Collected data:
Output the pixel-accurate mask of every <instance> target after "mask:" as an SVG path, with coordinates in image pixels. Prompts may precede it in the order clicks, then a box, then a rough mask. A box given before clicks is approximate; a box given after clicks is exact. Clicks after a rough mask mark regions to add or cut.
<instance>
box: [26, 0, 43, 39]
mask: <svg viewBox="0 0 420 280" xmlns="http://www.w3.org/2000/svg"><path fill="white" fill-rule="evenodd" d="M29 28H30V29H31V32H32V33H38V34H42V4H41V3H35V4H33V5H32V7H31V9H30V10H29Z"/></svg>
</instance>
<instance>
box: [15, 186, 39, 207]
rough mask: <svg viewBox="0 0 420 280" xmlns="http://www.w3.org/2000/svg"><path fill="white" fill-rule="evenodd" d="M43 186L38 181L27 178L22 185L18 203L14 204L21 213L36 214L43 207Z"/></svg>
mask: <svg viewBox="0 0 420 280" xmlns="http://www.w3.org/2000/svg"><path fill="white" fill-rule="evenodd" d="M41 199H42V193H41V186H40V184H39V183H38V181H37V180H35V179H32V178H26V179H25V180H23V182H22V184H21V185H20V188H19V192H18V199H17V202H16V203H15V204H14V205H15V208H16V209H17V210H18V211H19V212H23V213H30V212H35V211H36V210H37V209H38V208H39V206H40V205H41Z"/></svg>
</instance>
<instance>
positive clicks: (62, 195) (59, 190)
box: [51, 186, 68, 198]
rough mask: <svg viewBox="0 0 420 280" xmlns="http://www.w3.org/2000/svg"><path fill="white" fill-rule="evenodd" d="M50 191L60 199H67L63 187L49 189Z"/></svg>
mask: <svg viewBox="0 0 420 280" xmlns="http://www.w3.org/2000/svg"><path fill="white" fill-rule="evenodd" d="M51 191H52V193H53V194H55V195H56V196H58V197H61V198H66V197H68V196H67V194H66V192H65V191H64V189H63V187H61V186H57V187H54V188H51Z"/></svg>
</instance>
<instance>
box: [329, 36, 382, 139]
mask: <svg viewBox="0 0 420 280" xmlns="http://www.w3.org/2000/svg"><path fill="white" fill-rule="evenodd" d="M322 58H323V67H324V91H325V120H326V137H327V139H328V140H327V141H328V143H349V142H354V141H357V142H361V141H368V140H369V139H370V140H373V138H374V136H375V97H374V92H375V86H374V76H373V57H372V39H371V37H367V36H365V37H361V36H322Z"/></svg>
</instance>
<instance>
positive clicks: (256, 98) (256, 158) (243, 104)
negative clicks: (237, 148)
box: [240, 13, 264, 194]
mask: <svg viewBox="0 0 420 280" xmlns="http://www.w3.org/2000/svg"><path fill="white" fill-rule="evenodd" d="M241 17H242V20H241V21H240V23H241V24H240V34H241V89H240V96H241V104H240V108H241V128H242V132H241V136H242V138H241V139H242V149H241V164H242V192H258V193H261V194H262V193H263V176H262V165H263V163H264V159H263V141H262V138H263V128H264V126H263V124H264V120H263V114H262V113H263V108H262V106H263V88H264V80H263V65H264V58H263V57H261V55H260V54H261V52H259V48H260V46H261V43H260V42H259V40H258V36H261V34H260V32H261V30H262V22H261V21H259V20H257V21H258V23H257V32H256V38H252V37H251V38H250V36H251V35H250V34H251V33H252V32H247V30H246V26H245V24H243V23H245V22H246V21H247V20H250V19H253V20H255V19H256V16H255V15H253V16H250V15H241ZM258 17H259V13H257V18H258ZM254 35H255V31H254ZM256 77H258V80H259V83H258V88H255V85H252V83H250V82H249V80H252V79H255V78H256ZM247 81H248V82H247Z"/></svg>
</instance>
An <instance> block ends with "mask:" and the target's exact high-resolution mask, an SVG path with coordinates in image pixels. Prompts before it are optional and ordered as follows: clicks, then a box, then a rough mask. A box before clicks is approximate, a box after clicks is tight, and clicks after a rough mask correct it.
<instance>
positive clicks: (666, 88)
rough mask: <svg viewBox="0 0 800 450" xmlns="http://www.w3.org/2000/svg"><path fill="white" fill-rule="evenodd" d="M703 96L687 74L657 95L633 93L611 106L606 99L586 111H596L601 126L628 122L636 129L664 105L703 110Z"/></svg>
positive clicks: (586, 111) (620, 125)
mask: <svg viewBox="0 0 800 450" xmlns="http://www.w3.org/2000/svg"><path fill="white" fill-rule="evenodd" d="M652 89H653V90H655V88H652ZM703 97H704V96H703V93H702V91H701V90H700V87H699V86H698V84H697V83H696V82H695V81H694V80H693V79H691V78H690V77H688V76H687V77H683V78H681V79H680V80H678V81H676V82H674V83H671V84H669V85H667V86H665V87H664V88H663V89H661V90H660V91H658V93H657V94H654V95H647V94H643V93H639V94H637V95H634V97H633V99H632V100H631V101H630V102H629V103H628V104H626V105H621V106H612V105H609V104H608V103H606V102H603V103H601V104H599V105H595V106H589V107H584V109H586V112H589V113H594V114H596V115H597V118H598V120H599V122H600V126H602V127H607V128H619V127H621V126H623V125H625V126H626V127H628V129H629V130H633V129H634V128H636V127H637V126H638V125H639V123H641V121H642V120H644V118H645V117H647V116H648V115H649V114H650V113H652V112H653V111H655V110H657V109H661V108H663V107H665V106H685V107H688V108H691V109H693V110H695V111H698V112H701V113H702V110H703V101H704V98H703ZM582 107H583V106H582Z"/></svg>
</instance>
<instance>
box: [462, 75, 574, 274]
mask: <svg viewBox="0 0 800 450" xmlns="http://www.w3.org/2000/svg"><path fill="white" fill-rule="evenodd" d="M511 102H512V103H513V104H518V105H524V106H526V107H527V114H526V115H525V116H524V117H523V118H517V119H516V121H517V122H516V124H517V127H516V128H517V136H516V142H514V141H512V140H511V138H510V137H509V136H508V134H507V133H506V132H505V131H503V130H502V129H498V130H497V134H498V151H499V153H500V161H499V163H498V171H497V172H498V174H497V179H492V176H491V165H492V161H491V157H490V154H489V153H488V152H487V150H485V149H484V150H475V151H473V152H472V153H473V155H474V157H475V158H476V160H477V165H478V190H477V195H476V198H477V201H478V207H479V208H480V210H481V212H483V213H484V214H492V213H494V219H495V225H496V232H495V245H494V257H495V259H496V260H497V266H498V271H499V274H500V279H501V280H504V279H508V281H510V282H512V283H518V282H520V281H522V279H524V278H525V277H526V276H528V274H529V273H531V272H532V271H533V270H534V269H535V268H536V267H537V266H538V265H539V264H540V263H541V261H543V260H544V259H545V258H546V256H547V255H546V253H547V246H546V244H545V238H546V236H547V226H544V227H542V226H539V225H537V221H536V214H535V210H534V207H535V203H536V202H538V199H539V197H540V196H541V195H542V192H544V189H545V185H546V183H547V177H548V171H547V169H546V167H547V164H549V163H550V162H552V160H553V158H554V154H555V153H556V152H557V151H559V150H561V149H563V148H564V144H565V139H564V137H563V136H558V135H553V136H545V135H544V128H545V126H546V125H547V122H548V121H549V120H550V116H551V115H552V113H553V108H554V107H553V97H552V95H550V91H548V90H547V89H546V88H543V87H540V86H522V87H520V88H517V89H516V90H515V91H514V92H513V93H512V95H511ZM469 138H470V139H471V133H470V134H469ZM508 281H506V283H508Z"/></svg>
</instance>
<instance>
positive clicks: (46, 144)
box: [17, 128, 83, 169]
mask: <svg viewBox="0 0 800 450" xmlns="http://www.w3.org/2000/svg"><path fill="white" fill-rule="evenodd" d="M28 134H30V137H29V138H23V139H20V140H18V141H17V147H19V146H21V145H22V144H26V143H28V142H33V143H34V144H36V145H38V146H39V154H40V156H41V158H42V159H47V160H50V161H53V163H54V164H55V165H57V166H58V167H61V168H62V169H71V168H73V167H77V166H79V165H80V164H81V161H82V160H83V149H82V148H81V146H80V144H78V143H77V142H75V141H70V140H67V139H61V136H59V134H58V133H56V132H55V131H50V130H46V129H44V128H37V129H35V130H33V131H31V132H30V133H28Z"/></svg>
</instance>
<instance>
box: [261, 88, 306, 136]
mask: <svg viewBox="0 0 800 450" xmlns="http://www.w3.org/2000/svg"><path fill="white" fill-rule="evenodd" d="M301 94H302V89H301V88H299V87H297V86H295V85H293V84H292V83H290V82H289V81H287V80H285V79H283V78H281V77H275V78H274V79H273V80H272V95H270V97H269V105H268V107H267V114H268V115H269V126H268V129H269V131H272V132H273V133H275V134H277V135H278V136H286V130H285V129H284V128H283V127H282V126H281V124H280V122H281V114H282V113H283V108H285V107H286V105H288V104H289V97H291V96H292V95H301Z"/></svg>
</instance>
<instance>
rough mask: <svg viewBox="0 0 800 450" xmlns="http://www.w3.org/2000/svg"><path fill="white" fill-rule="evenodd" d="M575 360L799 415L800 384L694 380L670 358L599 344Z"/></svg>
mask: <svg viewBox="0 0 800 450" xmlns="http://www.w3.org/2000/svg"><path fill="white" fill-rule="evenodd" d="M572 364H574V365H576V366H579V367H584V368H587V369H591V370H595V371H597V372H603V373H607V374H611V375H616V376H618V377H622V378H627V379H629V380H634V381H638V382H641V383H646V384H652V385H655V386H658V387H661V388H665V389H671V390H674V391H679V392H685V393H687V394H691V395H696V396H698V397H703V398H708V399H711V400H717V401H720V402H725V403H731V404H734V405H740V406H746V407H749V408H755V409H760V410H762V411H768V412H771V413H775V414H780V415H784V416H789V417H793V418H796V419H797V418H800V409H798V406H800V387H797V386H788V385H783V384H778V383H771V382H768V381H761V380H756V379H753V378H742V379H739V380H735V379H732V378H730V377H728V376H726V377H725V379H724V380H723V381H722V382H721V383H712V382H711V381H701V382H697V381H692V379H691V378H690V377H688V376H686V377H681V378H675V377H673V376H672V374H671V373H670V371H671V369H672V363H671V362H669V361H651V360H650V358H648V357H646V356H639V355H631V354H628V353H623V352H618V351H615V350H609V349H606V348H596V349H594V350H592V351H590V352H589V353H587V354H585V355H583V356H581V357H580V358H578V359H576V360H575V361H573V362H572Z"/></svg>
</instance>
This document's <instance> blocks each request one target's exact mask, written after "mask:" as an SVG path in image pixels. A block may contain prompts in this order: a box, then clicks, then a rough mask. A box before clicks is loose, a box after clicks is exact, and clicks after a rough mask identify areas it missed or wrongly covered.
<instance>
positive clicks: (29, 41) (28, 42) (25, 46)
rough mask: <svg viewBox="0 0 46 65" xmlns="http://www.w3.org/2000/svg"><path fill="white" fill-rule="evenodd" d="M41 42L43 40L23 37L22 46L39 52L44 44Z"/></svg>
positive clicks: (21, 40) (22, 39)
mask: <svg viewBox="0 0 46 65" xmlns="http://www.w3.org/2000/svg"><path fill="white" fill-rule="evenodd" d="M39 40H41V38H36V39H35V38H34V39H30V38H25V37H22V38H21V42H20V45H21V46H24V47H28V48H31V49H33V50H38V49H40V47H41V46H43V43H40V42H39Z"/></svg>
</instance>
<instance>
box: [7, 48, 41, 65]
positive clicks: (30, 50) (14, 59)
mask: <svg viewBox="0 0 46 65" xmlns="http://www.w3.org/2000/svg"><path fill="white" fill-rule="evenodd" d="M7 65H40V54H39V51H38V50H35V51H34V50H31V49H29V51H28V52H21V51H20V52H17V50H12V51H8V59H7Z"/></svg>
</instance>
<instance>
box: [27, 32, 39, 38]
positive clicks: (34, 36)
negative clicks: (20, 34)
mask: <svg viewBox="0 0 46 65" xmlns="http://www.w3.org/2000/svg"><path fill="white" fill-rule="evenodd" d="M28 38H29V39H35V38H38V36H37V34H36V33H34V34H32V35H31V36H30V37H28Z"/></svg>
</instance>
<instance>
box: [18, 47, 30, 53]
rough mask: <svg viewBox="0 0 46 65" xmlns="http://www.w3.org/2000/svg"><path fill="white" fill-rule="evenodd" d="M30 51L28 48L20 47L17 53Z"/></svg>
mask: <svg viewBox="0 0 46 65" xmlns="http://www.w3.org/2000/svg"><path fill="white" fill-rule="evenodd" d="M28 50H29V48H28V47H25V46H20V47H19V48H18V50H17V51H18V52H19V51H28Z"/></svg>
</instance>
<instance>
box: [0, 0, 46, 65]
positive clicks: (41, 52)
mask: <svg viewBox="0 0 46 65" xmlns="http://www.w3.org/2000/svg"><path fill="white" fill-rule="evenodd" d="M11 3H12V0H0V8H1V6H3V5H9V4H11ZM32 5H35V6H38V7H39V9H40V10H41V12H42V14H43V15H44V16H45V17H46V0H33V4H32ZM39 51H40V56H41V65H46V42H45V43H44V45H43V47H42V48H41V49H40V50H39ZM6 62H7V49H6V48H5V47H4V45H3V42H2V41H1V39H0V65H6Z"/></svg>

◆ **Assignment**: Lay out the data from its first line through the line containing "box: [26, 0, 43, 39]" as a numbered list, omitting any blank lines.

◆ **Result of this task**:
1. Output the pixel-accurate mask of every <instance> target after "mask:" as an SVG path, with coordinates in image pixels. Prompts may precede it in the order clicks, then a box, then a rough mask. A box given before clicks is approximate; a box given after clicks is exact. Clicks after a rough mask mark regions to add or cut.
2. <instance>
3. box: [26, 0, 43, 39]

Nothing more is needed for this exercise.